Data for the task:
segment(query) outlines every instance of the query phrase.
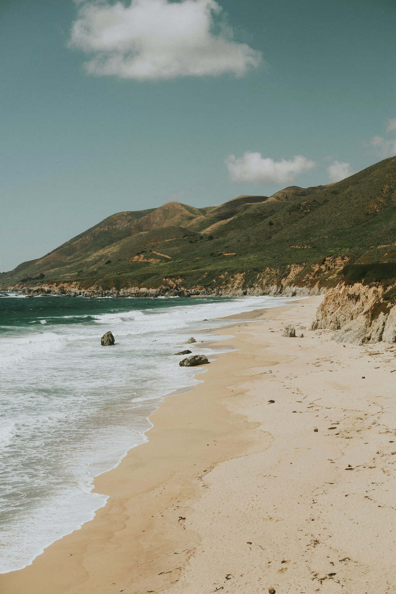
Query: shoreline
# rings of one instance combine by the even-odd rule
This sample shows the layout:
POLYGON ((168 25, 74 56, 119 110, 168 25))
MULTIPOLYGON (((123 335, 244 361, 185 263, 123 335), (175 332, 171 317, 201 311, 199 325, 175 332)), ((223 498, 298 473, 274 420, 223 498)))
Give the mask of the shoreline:
MULTIPOLYGON (((364 394, 356 393, 359 374, 362 379, 365 375, 359 360, 370 350, 370 371, 375 359, 381 368, 370 374, 372 380, 366 371, 369 377, 359 390, 375 393, 380 385, 381 394, 385 394, 381 397, 386 399, 391 407, 392 386, 384 387, 382 375, 386 374, 384 377, 389 379, 387 374, 393 363, 389 351, 393 347, 376 344, 346 348, 330 341, 332 333, 326 331, 303 330, 306 334, 303 339, 281 337, 282 323, 292 321, 297 326, 297 320, 302 320, 308 326, 321 298, 261 310, 257 317, 266 320, 261 319, 258 324, 253 321, 244 325, 244 319, 251 319, 253 312, 229 316, 235 319, 234 325, 207 331, 228 334, 232 327, 235 336, 228 342, 239 350, 217 355, 208 366, 203 383, 194 390, 166 397, 150 418, 153 426, 149 441, 130 450, 118 467, 94 479, 94 492, 109 495, 104 507, 97 510, 95 518, 80 530, 46 549, 32 565, 0 575, 2 594, 113 594, 121 591, 195 594, 220 590, 253 594, 265 588, 268 591, 270 586, 281 592, 332 594, 341 592, 344 585, 352 589, 344 592, 357 594, 365 591, 359 588, 374 591, 375 585, 387 591, 389 584, 394 586, 396 576, 391 563, 394 539, 389 532, 396 523, 396 514, 390 501, 384 503, 382 500, 386 499, 385 492, 391 492, 394 486, 391 466, 386 484, 389 488, 381 488, 378 485, 384 482, 378 482, 376 476, 376 476, 371 476, 371 484, 377 485, 375 497, 378 498, 381 492, 380 503, 384 504, 379 507, 386 508, 386 519, 374 516, 370 523, 359 517, 359 522, 351 523, 364 525, 364 535, 369 534, 367 544, 363 536, 365 542, 360 548, 357 546, 361 529, 353 526, 354 532, 349 536, 344 530, 345 519, 340 522, 330 513, 332 513, 330 507, 337 503, 342 518, 341 503, 344 505, 346 501, 343 498, 362 489, 358 472, 343 472, 344 467, 349 467, 340 455, 337 442, 343 442, 343 438, 351 440, 343 445, 353 446, 349 448, 348 460, 354 470, 362 466, 357 463, 361 462, 358 459, 363 435, 363 443, 370 443, 365 432, 366 427, 359 430, 354 427, 360 423, 360 417, 353 422, 349 421, 347 428, 338 430, 337 426, 344 422, 338 410, 340 391, 346 406, 348 398, 354 400, 349 406, 353 405, 356 409, 359 404, 363 419, 364 416, 372 415, 370 408, 373 405, 363 402, 364 394), (311 366, 309 373, 306 365, 311 366), (348 371, 348 365, 349 375, 346 379, 347 372, 343 370, 348 371), (382 381, 378 384, 380 375, 382 381), (347 388, 347 380, 351 382, 351 390, 347 388), (306 394, 305 390, 311 393, 306 394), (311 397, 312 393, 319 399, 330 399, 326 402, 328 407, 318 408, 316 399, 311 397), (270 405, 273 396, 275 402, 270 405), (311 399, 306 406, 304 401, 308 397, 311 399), (354 402, 356 399, 358 403, 354 402), (337 419, 327 420, 327 409, 337 407, 337 419), (368 412, 363 412, 366 409, 368 412), (316 432, 314 422, 319 428, 316 432), (330 422, 337 432, 327 430, 330 422), (275 447, 278 442, 279 449, 275 447), (343 481, 338 480, 337 473, 334 476, 335 470, 341 473, 343 481), (331 482, 324 483, 324 472, 331 482), (351 487, 355 477, 357 482, 351 487), (343 491, 340 501, 338 491, 325 503, 323 494, 316 492, 318 485, 328 483, 338 485, 338 491, 343 491), (346 487, 350 493, 343 492, 346 487), (312 510, 321 497, 322 509, 317 514, 312 510), (299 498, 302 499, 297 501, 299 498), (302 523, 299 523, 300 516, 302 523), (305 523, 311 521, 316 523, 305 523), (324 540, 319 534, 317 538, 313 535, 304 544, 303 554, 299 541, 308 539, 313 527, 316 529, 324 522, 321 534, 324 531, 327 537, 333 539, 332 546, 329 548, 327 544, 328 538, 324 540), (376 558, 373 543, 378 549, 379 542, 373 541, 371 533, 378 532, 379 527, 385 533, 381 534, 381 550, 376 551, 376 558), (344 539, 345 558, 335 559, 334 551, 338 550, 335 541, 339 545, 340 535, 344 539), (391 551, 388 558, 385 545, 391 551), (332 551, 332 556, 328 555, 332 551), (349 561, 346 561, 347 557, 349 561), (337 568, 333 572, 331 568, 336 562, 337 568), (378 563, 379 569, 375 571, 374 565, 378 563), (253 565, 259 569, 249 568, 253 565), (350 577, 343 577, 344 574, 350 577), (290 589, 278 589, 285 587, 290 589)), ((224 346, 224 341, 219 345, 224 346)), ((379 396, 372 396, 376 397, 379 396)), ((375 414, 378 409, 376 406, 375 414)), ((391 412, 388 423, 394 412, 391 412)), ((369 425, 372 435, 375 432, 373 447, 379 448, 378 441, 382 438, 379 435, 384 432, 389 434, 387 442, 393 447, 395 429, 389 425, 377 435, 377 428, 372 426, 376 423, 381 424, 376 421, 369 425)), ((389 453, 389 465, 393 462, 391 455, 389 453)), ((371 475, 376 472, 370 471, 371 475)), ((362 497, 365 505, 373 499, 371 492, 367 500, 362 497)), ((362 510, 362 515, 366 513, 362 510)))
MULTIPOLYGON (((254 320, 255 318, 261 317, 267 312, 272 311, 273 310, 276 311, 278 309, 282 309, 283 308, 285 308, 285 307, 290 307, 290 305, 294 305, 294 304, 293 303, 292 303, 292 304, 287 304, 286 305, 282 305, 282 306, 280 306, 280 307, 278 306, 277 307, 273 307, 273 308, 256 308, 256 309, 255 309, 250 310, 250 311, 248 311, 240 312, 239 313, 237 313, 237 314, 230 314, 229 315, 222 316, 219 319, 221 319, 221 320, 227 320, 229 321, 229 324, 227 324, 226 325, 222 326, 220 326, 220 327, 218 327, 218 326, 215 326, 214 327, 211 327, 211 328, 206 328, 206 329, 204 329, 204 330, 197 330, 197 331, 196 331, 195 333, 196 333, 196 334, 197 334, 197 336, 199 334, 201 334, 202 333, 207 333, 207 334, 213 333, 214 334, 216 334, 216 336, 217 336, 217 337, 214 338, 213 340, 205 340, 205 342, 204 343, 204 345, 201 345, 200 343, 197 343, 197 346, 198 346, 201 348, 202 348, 202 347, 204 348, 205 346, 208 346, 208 347, 210 347, 212 348, 213 347, 213 346, 215 346, 215 347, 217 347, 218 348, 221 349, 221 347, 224 345, 224 343, 227 343, 227 341, 229 342, 230 340, 232 340, 233 339, 232 338, 232 339, 225 338, 225 339, 220 339, 219 340, 218 337, 220 336, 221 336, 221 335, 225 335, 226 336, 227 336, 229 334, 229 331, 227 331, 231 330, 233 329, 235 327, 236 327, 235 324, 238 321, 245 321, 245 320, 249 320, 249 321, 251 321, 251 323, 254 323, 253 320, 254 320)), ((194 346, 195 345, 187 345, 187 346, 194 346)), ((226 346, 226 347, 227 347, 227 346, 226 346)), ((226 353, 219 353, 218 354, 216 354, 216 355, 214 355, 214 356, 216 356, 215 361, 217 361, 218 359, 219 356, 223 356, 224 355, 226 355, 227 354, 228 354, 230 352, 232 352, 233 350, 238 350, 237 349, 236 349, 232 345, 229 345, 229 350, 227 349, 227 352, 226 353)), ((192 354, 194 354, 194 351, 193 351, 192 354)), ((170 398, 170 397, 172 397, 172 398, 173 399, 175 397, 183 396, 184 395, 188 394, 189 393, 194 392, 198 388, 199 388, 200 387, 201 387, 203 385, 204 385, 205 380, 204 380, 202 378, 203 378, 204 375, 205 375, 205 377, 206 377, 206 376, 207 375, 208 370, 209 369, 210 369, 210 367, 208 365, 207 365, 207 366, 203 365, 202 366, 199 366, 199 367, 196 368, 196 370, 195 371, 197 371, 197 373, 196 373, 196 374, 194 374, 194 378, 195 379, 198 379, 198 381, 199 381, 199 382, 200 382, 199 383, 198 383, 198 384, 197 384, 196 385, 194 385, 194 386, 186 386, 184 387, 180 387, 180 388, 177 388, 174 391, 172 391, 172 392, 170 392, 170 393, 169 393, 168 394, 166 394, 164 395, 164 396, 161 397, 162 399, 163 399, 162 400, 157 406, 156 409, 153 412, 153 413, 151 413, 151 414, 150 415, 150 416, 147 418, 147 420, 148 420, 148 422, 150 423, 151 425, 145 432, 145 433, 144 433, 144 435, 147 437, 148 441, 150 441, 150 438, 148 437, 148 436, 147 434, 149 433, 149 432, 150 432, 150 434, 151 434, 151 432, 152 431, 153 428, 154 427, 154 424, 153 424, 153 422, 152 418, 153 418, 153 416, 155 415, 156 413, 158 411, 158 410, 162 406, 163 406, 163 405, 164 404, 164 403, 166 402, 166 400, 169 398, 170 398), (204 369, 205 369, 205 371, 204 371, 204 369), (200 376, 201 376, 201 375, 202 376, 202 378, 200 377, 200 376)), ((106 488, 106 485, 104 486, 104 489, 102 489, 102 491, 101 491, 100 489, 98 489, 97 485, 97 483, 100 481, 100 479, 102 477, 106 477, 109 473, 111 473, 113 472, 114 471, 116 471, 117 469, 119 467, 120 465, 121 465, 122 463, 122 462, 124 460, 124 459, 126 457, 128 457, 131 454, 131 453, 132 451, 135 450, 136 449, 136 448, 138 447, 138 447, 141 447, 142 446, 145 445, 145 444, 147 443, 148 443, 148 441, 147 442, 143 442, 142 443, 138 444, 138 446, 134 446, 134 447, 129 448, 128 450, 128 451, 123 455, 123 456, 121 459, 121 460, 119 460, 119 462, 117 463, 117 465, 113 467, 112 468, 110 468, 108 470, 106 470, 105 472, 104 472, 104 473, 102 473, 100 475, 99 475, 98 476, 96 476, 93 479, 93 484, 94 485, 94 488, 93 488, 91 492, 94 492, 94 493, 100 493, 100 492, 102 492, 103 494, 104 494, 105 496, 107 497, 107 501, 106 501, 106 503, 104 504, 103 505, 102 505, 102 506, 97 508, 96 510, 95 510, 94 511, 93 511, 93 518, 91 519, 87 520, 84 523, 83 523, 79 527, 74 529, 71 532, 63 535, 62 537, 61 537, 60 538, 58 539, 56 541, 55 541, 53 542, 52 542, 50 544, 47 545, 46 546, 45 546, 44 548, 44 549, 43 549, 43 551, 42 552, 39 553, 36 557, 34 557, 34 558, 32 560, 32 561, 30 563, 29 563, 29 564, 28 564, 27 565, 26 565, 24 567, 23 567, 23 568, 21 568, 20 569, 12 570, 11 571, 8 571, 8 572, 7 572, 5 573, 0 573, 0 589, 1 587, 2 579, 3 578, 7 577, 7 576, 11 576, 11 575, 15 575, 15 576, 17 574, 19 575, 21 572, 24 572, 26 570, 28 570, 29 568, 32 567, 32 565, 33 565, 35 564, 36 561, 36 560, 37 559, 40 559, 43 557, 43 555, 45 555, 46 553, 46 552, 48 551, 49 549, 52 549, 52 548, 53 547, 54 547, 55 546, 56 546, 58 543, 62 542, 64 541, 65 539, 68 538, 68 537, 71 536, 73 534, 75 534, 76 533, 79 533, 80 531, 82 529, 84 528, 84 526, 85 526, 86 525, 89 524, 90 523, 91 523, 93 521, 94 521, 95 519, 96 519, 96 517, 97 517, 97 514, 98 514, 98 513, 100 511, 100 510, 103 510, 105 508, 106 508, 106 507, 107 506, 108 503, 109 503, 109 498, 111 497, 110 495, 108 494, 108 491, 109 491, 109 489, 106 488)), ((7 580, 6 580, 5 581, 7 582, 7 580)), ((29 587, 31 587, 31 584, 30 584, 29 587)), ((40 591, 41 592, 42 590, 40 590, 40 591)), ((2 592, 2 590, 1 589, 0 589, 0 592, 2 592)))

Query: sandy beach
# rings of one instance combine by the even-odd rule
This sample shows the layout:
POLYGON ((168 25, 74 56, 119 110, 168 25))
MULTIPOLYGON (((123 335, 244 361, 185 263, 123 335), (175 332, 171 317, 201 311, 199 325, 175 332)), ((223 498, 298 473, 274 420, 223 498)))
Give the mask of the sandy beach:
POLYGON ((94 520, 1 594, 396 591, 396 346, 309 330, 321 299, 216 330, 234 350, 95 480, 94 520))

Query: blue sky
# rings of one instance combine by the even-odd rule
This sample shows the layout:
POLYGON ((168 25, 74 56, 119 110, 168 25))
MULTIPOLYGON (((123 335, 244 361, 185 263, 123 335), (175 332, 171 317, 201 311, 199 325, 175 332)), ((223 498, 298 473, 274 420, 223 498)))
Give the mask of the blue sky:
POLYGON ((396 154, 394 0, 0 4, 0 270, 396 154))

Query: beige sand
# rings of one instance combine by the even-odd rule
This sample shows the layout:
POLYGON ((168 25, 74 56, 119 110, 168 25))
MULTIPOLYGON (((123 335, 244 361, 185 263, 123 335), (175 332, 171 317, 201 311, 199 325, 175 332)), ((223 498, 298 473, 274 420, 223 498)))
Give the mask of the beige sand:
POLYGON ((1 594, 396 592, 396 347, 281 336, 319 301, 222 330, 240 350, 166 399, 95 481, 107 505, 1 594))

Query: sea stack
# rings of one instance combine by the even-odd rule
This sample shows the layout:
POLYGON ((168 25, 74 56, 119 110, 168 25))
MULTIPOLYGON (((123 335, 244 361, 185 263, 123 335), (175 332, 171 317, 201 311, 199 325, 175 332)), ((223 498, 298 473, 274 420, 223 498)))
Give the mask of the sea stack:
POLYGON ((110 346, 113 345, 115 342, 114 336, 110 330, 107 330, 107 332, 105 332, 100 339, 100 344, 102 346, 110 346))

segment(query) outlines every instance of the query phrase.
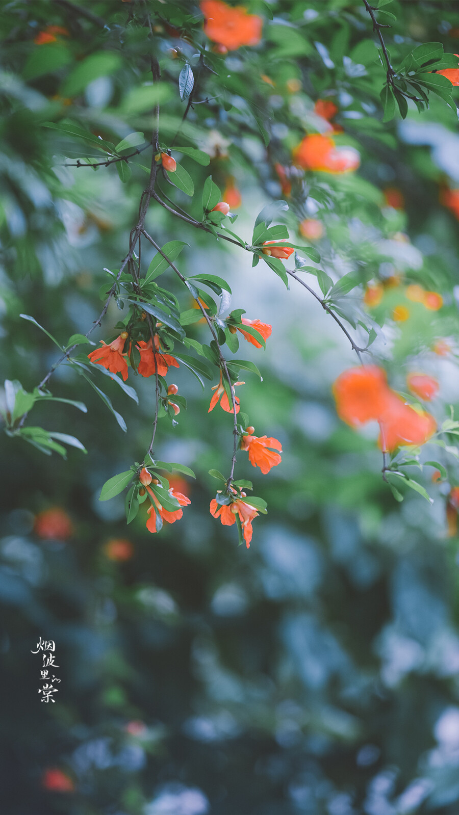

Request:
Reproduce verbatim the lines of the records above, starting with the line that contains "Query: beige sand" and continuing through the line that contains "Give the mask of the beige", both included.

Solved exercise:
Query: beige sand
# rings of one instance combine by the even-odd rule
This sample shows the layout:
POLYGON ((168 25, 74 56, 119 110, 168 25))
MULTIPOLYGON (((123 335, 244 361, 185 263, 123 335), (175 332, 171 317, 201 311, 199 325, 175 332)), ((223 498, 298 473, 274 420, 223 498)))
Give the mask of the beige sand:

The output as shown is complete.